----- Data lines -----

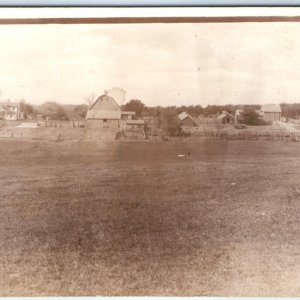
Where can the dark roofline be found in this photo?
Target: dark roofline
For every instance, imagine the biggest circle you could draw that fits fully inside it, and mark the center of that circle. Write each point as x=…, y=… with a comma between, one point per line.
x=99, y=98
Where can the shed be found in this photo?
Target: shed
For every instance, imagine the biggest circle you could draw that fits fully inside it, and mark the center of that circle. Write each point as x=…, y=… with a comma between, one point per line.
x=271, y=112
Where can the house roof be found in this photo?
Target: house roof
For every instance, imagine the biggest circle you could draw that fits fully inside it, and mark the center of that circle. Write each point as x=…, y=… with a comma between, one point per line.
x=271, y=108
x=103, y=114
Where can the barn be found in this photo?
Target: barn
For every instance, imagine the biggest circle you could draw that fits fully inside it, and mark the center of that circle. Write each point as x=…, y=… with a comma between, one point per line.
x=186, y=120
x=104, y=112
x=106, y=115
x=226, y=118
x=271, y=112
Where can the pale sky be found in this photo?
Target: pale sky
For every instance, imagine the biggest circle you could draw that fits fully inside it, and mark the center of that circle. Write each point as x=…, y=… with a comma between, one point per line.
x=160, y=64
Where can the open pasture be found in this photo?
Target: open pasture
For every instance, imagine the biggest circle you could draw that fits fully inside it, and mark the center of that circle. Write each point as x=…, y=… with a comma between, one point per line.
x=134, y=218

-----

_Problem statement:_ Could you retype all of the items above line for line, leaving out the pictures?

_Task result:_
Where can the dark roofline be found in this photo?
Target: dark roofline
For every instance, imagine the biggest circle you could draw that fits fully inside it, and mark the center of that circle. Write each point as x=…, y=… with a comma between, one point per line.
x=99, y=98
Where can the shed be found in this photo?
Target: shed
For every instance, imagine the biggest circle you could draw that fits fully inside it, and mark the center of that circle. Write each point as x=…, y=… with a comma between, one point per line.
x=271, y=112
Where can the house roof be found in this photo?
Target: house roof
For every instance, imagine the biggest circle you could draw that fits fully inside it, and mark the center of that circle. Write each point as x=…, y=… with a comma between, one point per line.
x=271, y=108
x=103, y=114
Where can the barn be found in this photo?
Target: barn
For every instance, imagine the biggest circle you could draw that fits fully inside it, and mark the center of that circle. Write each point as x=…, y=… with a comma between, one point per line.
x=186, y=120
x=104, y=112
x=106, y=115
x=226, y=118
x=271, y=112
Where can the pale sky be found in this photo?
Target: pale sky
For every instance, imagine the biggest circle you could draw that fits fully inside it, and mark the center of that circle. Write each point as x=…, y=… with a comma between, one point per line.
x=160, y=64
Where can the open pasture be found in this photo?
Target: open pasture
For every instance, imagine the biggest circle you could draw that fits fully inside it, and mark the center of that circle. Write each point as x=…, y=… with a comma between, one point per line.
x=134, y=218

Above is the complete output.